• [Selected excerpt]:

WASHINGTON — The Obama administration significantly downsized its program to buy toxic mortgage-backed securities while naming nine private investment companies to purchase the assets with the help of government money.
The announcement formally launched a long-awaited initiative to help clean the balance sheets of financial institutions, allowing them to expand credit and help the economy to recover. But the need for the program has lessened as the financial crisis has eased, Treasury officials said Wednesday.
Newport Beach bond giant Pimco was an enthusiastic early supporter, giving the original plan a major boost by saying it wanted to participate. But, surprisingly, it wasn't one of the government's nine partners.
The company said Wednesday that it had withdrawn its application because of "uncertainties regarding the design and implementation of the program." Treasury officials would not comment on Pimco's application.
Under the complex program, private fund managers would raise up to $10 billion and tap up to $30 billion from the government to buy troubled securities backed by bundles of mortgages.
That Public Private Investment Program, announced in March, was part of a two-pronged strategy for purchasing as much as $1 trillion in toxic assets. The original plan also called for the use of federal debt guarantees and Treasury money to lure investors into buying mortgage loans directly from banks. But that initiative, called the Legacy Loan Program, is still only a pilot project under the Federal Deposit Insurance Corp.
It now appears that the two programs, which took longer to design than many analysts had expected, will be much smaller in scale than originally estimated.
Outside experts said it was far from certain that the program would do much for the banking system.
"This is largely a face-saving announcement," said Simon Johnson, an economist with the MIT Sloan School of Management. "It is inconsequential in terms of whether the banks will have enough capital."
Aaron Deer, a banking analyst at investment firm Sandler O'Neill, said he wasn't sure whether the program would help create a market for securities that can't be converted to cash easily or soon.
There continues to be a significant gap between the price that securities owners want and that which potential purchasers will pay, he said. If the offering prices for the securities are too low, banks may choose to sit on them rather than take a hit to their balance sheets.

• [Excerpted data]:
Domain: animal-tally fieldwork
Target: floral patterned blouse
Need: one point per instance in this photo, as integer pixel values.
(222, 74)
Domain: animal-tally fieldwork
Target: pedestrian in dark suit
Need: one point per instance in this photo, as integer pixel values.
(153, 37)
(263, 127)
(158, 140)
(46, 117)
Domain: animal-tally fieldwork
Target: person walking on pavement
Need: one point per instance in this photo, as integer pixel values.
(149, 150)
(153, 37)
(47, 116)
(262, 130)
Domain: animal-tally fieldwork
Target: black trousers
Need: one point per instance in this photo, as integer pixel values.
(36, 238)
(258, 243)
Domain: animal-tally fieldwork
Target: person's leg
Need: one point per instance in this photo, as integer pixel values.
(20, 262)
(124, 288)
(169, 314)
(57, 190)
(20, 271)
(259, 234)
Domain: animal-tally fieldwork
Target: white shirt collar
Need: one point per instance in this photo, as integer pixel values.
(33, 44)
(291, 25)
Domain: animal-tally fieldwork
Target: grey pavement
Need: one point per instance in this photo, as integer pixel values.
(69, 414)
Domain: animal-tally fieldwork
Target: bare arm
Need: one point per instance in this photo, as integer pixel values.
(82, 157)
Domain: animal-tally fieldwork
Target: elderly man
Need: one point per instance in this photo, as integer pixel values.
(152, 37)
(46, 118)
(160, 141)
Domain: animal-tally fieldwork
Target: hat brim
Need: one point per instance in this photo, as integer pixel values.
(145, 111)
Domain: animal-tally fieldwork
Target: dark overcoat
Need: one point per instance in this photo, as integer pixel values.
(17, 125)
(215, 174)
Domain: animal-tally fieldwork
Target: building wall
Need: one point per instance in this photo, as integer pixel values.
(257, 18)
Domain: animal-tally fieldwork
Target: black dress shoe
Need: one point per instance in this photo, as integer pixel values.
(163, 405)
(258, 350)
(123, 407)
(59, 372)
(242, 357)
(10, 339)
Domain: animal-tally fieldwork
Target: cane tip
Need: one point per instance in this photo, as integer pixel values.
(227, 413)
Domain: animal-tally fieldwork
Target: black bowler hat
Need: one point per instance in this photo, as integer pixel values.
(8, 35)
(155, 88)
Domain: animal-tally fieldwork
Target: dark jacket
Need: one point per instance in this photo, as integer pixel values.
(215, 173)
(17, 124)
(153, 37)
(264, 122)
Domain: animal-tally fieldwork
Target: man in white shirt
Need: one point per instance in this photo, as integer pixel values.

• [Problem set]:
a - According to the article on the toxic-asset program, why did Pimco withdraw its application?
b - Reproduce the article on the toxic-asset program word for word, starting at the words "Under the complex" and stopping after "the banking system.".
Rely only on the article on the toxic-asset program.

• [Answers for each item]:
a - Pimco withdrew it because of "uncertainties regarding the design and implementation of the program."

b -
Under the complex program, private fund managers would raise up to $10 billion and tap up to $30 billion from the government to buy troubled securities backed by bundles of mortgages.
That Public Private Investment Program, announced in March, was part of a two-pronged strategy for purchasing as much as $1 trillion in toxic assets. The original plan also called for the use of federal debt guarantees and Treasury money to lure investors into buying mortgage loans directly from banks. But that initiative, called the Legacy Loan Program, is still only a pilot project under the Federal Deposit Insurance Corp.
It now appears that the two programs, which took longer to design than many analysts had expected, will be much smaller in scale than originally estimated.
Outside experts said it was far from certain that the program would do much for the banking system.